(What is being asked): Rewrite the rows below as a numbered list, starting at the line that contains "Query: khaki pants" and continuing through the last row. Skip any blank lines.

[Extracted data rows]
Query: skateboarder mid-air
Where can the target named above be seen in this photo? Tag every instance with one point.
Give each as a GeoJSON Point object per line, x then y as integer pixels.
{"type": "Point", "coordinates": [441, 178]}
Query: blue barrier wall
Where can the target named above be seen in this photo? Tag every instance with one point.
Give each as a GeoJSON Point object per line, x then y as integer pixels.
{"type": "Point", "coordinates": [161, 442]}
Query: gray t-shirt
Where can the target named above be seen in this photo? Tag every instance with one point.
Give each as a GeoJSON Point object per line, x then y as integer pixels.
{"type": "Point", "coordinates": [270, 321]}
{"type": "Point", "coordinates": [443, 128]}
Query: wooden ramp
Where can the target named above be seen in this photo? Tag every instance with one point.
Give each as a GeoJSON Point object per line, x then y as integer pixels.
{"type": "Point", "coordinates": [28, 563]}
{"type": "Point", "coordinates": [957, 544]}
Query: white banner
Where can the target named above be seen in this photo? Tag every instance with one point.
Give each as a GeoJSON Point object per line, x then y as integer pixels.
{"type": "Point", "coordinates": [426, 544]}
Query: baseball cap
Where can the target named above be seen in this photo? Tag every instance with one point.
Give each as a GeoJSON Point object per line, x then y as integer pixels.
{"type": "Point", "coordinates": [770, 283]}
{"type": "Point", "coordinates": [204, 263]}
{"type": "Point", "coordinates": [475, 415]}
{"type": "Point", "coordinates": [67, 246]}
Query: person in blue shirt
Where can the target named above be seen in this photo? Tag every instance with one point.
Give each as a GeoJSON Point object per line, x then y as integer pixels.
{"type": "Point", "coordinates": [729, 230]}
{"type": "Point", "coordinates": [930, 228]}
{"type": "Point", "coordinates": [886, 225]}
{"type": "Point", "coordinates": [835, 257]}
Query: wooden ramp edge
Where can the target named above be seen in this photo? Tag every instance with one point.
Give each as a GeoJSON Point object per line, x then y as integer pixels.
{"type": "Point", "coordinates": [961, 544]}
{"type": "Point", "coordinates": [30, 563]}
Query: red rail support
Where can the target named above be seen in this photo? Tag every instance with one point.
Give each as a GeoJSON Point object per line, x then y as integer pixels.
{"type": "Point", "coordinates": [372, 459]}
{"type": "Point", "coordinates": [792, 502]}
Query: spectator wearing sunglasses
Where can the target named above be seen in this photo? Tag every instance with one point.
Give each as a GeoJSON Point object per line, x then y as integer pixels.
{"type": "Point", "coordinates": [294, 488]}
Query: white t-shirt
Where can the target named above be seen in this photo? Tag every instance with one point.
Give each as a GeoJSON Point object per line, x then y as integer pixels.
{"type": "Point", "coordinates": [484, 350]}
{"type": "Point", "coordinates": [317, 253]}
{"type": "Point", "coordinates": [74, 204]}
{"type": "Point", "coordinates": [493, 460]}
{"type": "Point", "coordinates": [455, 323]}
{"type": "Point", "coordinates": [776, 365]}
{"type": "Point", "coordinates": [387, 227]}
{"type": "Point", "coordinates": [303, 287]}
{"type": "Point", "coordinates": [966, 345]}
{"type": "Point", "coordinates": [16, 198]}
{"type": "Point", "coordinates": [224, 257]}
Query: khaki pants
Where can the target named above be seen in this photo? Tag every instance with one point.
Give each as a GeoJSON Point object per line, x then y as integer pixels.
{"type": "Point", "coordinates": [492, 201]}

(Answer to the problem):
1. Query: khaki pants
2. Where can the target named above be seen in this photo? Tag every instance with one point.
3. Give each as a GeoJSON Point object per line, x then y as integer pixels.
4. {"type": "Point", "coordinates": [492, 201]}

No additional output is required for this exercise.